Select every line in the records that contains the word "negative", treating uppercase and lowercase as different.

## EXTRACTED DATA
-*-*-

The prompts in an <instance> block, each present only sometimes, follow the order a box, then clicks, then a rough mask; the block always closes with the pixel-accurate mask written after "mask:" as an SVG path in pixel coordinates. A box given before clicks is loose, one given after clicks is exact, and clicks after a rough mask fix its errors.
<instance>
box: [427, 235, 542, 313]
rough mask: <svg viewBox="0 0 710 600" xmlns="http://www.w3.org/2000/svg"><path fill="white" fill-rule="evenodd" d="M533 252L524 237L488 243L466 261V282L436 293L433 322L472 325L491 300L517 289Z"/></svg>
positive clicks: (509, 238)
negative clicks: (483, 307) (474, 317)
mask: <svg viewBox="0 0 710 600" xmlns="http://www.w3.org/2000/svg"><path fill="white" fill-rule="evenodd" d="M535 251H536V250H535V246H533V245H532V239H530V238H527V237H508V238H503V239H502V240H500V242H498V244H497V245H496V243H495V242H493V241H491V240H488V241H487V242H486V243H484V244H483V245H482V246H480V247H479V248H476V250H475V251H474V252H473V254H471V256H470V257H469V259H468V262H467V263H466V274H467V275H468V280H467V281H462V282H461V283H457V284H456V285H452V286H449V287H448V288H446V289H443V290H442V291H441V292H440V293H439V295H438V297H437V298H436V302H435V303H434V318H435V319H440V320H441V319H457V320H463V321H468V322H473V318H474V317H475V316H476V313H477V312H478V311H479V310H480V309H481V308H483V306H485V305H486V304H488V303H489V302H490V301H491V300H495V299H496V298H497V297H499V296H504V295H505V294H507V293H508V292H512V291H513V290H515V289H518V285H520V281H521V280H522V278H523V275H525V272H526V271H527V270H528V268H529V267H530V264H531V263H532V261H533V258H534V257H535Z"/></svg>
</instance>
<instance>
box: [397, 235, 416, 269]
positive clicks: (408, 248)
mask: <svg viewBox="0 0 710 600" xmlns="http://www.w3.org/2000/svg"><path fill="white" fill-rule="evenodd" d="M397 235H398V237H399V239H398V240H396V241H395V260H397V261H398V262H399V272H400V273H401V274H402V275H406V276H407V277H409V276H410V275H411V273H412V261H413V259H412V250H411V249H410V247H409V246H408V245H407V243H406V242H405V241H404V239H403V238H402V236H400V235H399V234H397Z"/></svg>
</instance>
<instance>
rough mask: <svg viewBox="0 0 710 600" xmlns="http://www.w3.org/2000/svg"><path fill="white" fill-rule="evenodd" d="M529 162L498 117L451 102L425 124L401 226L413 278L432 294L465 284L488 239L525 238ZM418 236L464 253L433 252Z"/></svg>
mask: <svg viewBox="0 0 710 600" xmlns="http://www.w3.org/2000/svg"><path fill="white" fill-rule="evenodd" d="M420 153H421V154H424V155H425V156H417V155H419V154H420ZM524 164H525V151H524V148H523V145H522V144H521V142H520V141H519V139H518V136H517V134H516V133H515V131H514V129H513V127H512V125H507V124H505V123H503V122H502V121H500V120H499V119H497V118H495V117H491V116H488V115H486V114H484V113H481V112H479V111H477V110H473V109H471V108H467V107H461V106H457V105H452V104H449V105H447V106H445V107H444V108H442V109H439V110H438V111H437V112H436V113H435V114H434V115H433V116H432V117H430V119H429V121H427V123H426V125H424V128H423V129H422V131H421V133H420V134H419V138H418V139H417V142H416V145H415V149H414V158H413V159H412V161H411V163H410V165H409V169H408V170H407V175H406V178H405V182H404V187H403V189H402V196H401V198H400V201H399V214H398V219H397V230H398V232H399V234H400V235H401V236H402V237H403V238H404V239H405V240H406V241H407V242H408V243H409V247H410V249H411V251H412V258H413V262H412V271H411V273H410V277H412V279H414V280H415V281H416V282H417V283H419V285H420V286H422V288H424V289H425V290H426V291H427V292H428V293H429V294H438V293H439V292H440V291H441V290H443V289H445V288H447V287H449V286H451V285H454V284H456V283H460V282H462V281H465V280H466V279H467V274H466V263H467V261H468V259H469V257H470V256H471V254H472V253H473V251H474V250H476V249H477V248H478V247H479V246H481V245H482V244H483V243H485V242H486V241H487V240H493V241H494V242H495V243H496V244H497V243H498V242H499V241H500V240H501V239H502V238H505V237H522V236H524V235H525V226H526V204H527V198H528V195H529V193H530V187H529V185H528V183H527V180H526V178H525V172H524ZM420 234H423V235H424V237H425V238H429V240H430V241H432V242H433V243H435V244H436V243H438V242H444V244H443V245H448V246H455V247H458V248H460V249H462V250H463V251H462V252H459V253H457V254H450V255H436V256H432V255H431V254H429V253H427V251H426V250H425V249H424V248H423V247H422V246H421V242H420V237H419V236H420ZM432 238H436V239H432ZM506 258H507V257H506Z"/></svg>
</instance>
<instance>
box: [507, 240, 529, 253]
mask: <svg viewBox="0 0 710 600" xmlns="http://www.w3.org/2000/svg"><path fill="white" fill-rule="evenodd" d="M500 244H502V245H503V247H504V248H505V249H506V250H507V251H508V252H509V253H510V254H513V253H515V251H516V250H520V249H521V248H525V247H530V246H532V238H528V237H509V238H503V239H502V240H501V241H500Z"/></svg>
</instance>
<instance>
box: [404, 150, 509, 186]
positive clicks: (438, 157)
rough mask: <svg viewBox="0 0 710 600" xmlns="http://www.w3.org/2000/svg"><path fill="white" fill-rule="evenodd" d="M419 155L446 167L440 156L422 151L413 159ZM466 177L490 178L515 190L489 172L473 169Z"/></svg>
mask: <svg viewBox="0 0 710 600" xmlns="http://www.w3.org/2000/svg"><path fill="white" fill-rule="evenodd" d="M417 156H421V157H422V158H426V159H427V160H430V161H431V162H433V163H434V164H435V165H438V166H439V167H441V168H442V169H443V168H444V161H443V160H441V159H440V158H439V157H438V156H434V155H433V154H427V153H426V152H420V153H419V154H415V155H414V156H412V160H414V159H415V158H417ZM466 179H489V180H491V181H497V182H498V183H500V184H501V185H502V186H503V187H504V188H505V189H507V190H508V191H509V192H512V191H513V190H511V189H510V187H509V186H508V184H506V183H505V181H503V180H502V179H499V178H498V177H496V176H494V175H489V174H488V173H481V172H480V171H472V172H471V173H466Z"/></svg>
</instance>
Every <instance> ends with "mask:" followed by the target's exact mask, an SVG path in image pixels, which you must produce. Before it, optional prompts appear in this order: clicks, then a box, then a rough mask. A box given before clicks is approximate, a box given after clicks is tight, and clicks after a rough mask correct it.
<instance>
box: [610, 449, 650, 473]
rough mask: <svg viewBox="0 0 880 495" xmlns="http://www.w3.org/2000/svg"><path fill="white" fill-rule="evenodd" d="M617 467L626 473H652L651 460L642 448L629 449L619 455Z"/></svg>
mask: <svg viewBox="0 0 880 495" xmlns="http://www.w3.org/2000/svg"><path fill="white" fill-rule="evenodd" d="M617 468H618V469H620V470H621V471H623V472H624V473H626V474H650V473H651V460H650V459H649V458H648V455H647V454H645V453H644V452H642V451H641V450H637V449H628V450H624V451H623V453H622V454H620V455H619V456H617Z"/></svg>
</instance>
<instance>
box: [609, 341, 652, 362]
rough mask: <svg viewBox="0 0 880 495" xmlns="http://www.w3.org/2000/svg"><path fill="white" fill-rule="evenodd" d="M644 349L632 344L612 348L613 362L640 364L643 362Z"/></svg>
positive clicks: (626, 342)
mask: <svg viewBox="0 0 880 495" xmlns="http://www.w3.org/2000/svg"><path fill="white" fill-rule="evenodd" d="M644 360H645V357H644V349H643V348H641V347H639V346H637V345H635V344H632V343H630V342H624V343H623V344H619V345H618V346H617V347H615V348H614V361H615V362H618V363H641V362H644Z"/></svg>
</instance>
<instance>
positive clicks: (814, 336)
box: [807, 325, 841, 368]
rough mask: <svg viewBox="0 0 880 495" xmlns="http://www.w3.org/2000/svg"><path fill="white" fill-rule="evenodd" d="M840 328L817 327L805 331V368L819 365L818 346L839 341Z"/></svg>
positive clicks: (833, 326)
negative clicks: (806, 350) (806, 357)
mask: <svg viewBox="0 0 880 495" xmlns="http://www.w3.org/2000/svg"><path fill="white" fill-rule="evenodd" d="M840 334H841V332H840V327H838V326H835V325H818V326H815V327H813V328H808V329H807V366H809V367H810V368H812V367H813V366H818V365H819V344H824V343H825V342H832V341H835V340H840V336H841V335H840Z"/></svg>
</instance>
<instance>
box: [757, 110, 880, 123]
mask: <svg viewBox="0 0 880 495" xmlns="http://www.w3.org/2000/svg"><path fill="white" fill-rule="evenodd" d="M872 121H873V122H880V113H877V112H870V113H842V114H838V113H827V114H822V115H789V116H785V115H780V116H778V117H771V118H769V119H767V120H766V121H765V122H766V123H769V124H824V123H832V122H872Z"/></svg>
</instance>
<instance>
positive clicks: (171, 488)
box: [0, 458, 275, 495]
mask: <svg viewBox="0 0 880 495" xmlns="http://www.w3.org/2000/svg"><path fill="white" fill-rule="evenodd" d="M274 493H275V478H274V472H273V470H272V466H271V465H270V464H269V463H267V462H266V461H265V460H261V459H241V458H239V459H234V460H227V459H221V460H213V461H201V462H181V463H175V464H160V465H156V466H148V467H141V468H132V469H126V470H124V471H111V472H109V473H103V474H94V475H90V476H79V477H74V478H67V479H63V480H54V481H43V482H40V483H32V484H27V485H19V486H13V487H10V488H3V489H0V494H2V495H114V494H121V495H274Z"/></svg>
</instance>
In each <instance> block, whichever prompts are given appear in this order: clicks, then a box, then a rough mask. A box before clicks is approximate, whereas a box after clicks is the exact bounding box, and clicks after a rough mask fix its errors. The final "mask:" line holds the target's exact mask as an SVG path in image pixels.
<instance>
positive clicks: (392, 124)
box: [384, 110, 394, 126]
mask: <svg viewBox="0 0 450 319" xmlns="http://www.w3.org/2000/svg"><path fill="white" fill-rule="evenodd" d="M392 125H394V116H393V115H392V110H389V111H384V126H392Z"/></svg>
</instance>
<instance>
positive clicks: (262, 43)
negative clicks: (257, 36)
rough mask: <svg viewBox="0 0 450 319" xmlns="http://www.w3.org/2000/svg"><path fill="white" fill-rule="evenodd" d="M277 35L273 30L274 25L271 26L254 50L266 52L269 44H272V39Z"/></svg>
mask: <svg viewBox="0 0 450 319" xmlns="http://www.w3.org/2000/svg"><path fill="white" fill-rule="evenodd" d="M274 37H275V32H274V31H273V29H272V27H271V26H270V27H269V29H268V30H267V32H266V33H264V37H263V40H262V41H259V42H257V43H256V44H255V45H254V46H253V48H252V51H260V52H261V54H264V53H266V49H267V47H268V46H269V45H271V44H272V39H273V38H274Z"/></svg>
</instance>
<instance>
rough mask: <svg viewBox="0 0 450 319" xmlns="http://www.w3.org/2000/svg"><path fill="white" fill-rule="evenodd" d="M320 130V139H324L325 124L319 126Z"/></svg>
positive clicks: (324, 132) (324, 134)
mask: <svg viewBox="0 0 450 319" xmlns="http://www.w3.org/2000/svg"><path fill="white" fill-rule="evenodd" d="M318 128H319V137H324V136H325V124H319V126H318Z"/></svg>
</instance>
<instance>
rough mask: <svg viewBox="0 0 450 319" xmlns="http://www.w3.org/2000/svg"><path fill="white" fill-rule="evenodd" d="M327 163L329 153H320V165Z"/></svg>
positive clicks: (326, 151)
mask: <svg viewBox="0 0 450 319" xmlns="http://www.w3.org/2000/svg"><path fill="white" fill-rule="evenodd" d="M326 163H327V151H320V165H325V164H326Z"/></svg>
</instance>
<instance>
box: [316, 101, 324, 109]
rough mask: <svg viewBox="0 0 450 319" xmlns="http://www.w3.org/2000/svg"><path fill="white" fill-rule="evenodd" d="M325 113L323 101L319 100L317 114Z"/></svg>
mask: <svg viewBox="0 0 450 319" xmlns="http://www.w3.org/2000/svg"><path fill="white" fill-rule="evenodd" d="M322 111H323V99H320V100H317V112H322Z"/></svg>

-*-*-

## WRITTEN SOLUTION
negative clicks: (483, 307) (474, 317)
negative clicks: (806, 350) (806, 357)
negative clicks: (257, 36)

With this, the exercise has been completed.